■ WHAT TO PRODUCE
Collect every line in the entries below that contains the string "Target" and copy each one out. Letter case matters.

■ AVAILABLE RECORDS
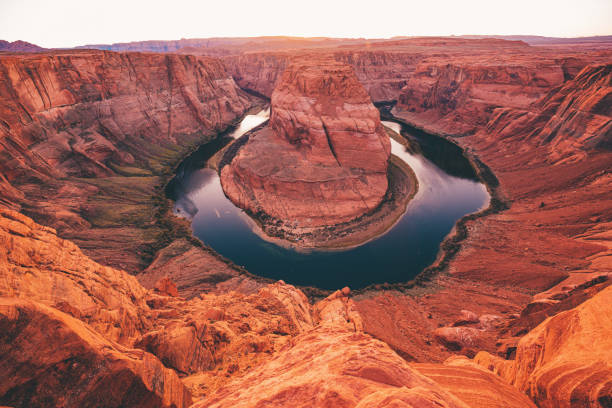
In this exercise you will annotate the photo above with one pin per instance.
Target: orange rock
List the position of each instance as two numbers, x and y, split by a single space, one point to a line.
--
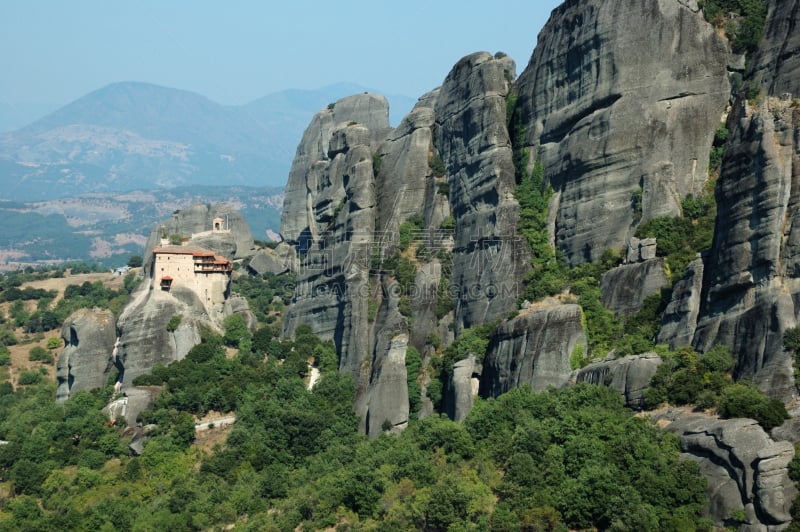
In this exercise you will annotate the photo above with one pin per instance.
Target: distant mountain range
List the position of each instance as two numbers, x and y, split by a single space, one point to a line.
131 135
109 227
* * *
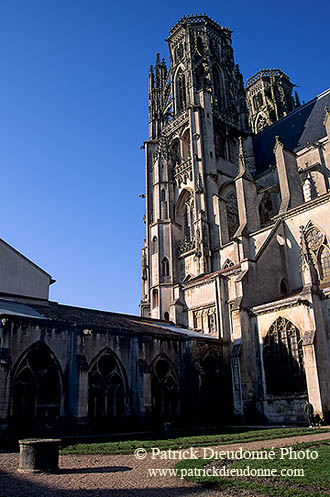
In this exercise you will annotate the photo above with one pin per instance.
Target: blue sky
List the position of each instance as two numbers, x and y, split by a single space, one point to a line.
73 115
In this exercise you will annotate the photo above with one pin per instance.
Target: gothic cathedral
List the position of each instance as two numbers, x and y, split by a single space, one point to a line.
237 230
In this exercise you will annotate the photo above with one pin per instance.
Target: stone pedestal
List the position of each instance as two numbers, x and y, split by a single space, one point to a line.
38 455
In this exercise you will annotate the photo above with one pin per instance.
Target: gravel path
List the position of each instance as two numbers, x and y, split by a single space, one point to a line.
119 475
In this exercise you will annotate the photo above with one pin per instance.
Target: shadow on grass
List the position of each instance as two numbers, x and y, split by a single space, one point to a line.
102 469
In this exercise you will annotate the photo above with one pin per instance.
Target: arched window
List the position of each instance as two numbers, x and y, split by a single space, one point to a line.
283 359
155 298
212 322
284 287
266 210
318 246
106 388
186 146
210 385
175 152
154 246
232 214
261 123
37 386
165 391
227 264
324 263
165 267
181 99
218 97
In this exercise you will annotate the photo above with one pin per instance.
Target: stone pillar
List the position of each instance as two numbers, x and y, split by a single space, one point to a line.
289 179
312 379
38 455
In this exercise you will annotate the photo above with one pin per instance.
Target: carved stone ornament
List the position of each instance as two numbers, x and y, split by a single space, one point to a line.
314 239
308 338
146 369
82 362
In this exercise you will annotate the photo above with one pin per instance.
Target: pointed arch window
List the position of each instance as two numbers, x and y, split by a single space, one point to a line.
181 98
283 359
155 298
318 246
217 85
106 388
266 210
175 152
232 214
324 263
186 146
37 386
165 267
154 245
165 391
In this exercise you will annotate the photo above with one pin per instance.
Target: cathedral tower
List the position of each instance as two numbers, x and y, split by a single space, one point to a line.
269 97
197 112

■ FINISHED TASK
Target: orange rock
Target: distant mountain range
Target: blue sky
Target: gothic cathedral
Target: stone pedestal
Target: gravel path
Target: shadow on grass
Target: arched window
Target: stone pillar
Target: carved stone ornament
Target: pointed arch window
Target: cathedral tower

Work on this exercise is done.